→ Instructions for the task: Copy the lines below, substituting "most central point" for every occurrence of "innermost point" and leaving everything else as it is.
***
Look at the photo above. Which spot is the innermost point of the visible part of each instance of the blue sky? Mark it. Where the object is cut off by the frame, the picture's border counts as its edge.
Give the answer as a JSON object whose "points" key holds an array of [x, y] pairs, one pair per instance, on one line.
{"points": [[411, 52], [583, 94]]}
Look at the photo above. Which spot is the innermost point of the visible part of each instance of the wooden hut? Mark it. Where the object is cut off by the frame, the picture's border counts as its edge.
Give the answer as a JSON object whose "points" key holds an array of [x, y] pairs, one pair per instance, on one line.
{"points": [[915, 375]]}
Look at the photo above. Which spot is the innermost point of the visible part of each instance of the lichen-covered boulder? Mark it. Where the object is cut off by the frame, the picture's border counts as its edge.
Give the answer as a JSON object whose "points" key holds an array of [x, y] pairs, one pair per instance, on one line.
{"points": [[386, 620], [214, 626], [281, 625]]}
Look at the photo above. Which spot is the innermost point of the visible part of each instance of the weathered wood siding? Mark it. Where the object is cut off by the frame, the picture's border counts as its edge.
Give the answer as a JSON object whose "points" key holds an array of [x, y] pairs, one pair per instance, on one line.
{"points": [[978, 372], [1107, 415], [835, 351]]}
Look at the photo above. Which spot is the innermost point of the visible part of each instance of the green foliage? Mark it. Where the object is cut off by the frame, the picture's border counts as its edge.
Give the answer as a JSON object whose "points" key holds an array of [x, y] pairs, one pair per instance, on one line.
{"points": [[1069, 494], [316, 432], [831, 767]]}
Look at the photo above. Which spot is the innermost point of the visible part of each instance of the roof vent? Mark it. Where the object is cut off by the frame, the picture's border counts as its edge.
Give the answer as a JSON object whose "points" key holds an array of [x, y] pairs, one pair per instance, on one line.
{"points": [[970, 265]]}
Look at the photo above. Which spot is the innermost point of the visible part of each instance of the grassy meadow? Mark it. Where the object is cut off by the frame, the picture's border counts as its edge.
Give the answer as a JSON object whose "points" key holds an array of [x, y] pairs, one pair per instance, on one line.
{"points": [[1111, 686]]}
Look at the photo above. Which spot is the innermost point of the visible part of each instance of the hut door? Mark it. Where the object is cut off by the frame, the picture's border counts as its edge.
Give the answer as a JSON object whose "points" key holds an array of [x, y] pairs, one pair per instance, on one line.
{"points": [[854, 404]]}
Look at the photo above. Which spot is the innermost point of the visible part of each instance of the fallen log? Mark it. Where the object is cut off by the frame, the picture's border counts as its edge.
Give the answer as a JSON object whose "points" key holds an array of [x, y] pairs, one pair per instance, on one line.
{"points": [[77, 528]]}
***
→ The answer:
Look at the photo above. Which spot is the most central point of the visible part of each instance of the blue sky? Mark it. Where the object is cut off by the frame, the picture's border counts as its edge.
Give the answer as a JSON object whose "points" key holds an array of [x, y] pairs, one pair per instance, on one line.
{"points": [[411, 52], [583, 94]]}
Look at the photo above. Which spot is the most central point of the visible part of each instance of the wooden hut? Mark it. Where the object is cut off by the frame, the picture's border counts as its edge.
Give the answer as a JSON object whose "points" key holds an array of [x, y] pairs, one pair per instance, on one line.
{"points": [[915, 375]]}
Look at the photo above. Which spot is the most central point of the visible part of each instance of the lichen-covered boulder? Mark it. Where the object is cut off by the frame, the picture's border counts as its edge.
Give the answer as a JSON object whose "points" key holds an array of [x, y] pairs, one pair per instance, on one line.
{"points": [[386, 620], [214, 626], [281, 625]]}
Look at the photo above. Which spot is the most central point of the visible part of each instance of the weathered wood siding? Mark it. Where the object is cut off by the frame, the picture's border counts as its edge.
Give the answer as a JSON object whose "points" key holds an array of [x, y] pairs, one pair per instance, on one line.
{"points": [[978, 372], [1107, 415], [835, 351]]}
Look at the photo above. Which spot is the most central point of the visible part of each instance of the green foliage? Mark it. Where the object is cut off by the frame, the picture's border counts as its edge.
Give the answer as a JSON object whose "points" key holds an array of [x, y] pairs, one pair per instance, on one line.
{"points": [[1069, 494], [316, 432], [831, 767]]}
Look at the photo above. Which spot is the most central point of the visible part of each instance of the roof vent? Mark it. Where the object is cut off by the frame, the picture's border counts as its edge.
Give the answer as a JSON object whose "points" key holds an array of [x, y] pairs, one pair per instance, on one line.
{"points": [[970, 265]]}
Look at the photo above. Which spot is the most central point of the visible part of each instance of the grassy meadow? Mark it. Where the object is cut off by the frame, the picture's border counts as its edge.
Give the answer as a JSON object whose "points" key holds an array of [x, y] pairs, one pair per instance, on one line.
{"points": [[1111, 686]]}
Look at the photo above. Which spot is the most central point of the visible part of each instance of the hut door? Mark it. Where the object is cut off by the frame, the picture's border counts as its edge.
Give the answer as a JSON object whose "points" key holds an array of [x, y] pairs, one pair per instance, on one line.
{"points": [[854, 404]]}
Look at the photo above. Which spot is the most central point of the visible part of each instance of the fallen log? Mark it. Where the object is cut off by the frame, the picture's border counts as its edge.
Give the answer as a JSON object whose "points" key holds an array of [x, y] pairs, one pair per instance, on one line.
{"points": [[77, 528]]}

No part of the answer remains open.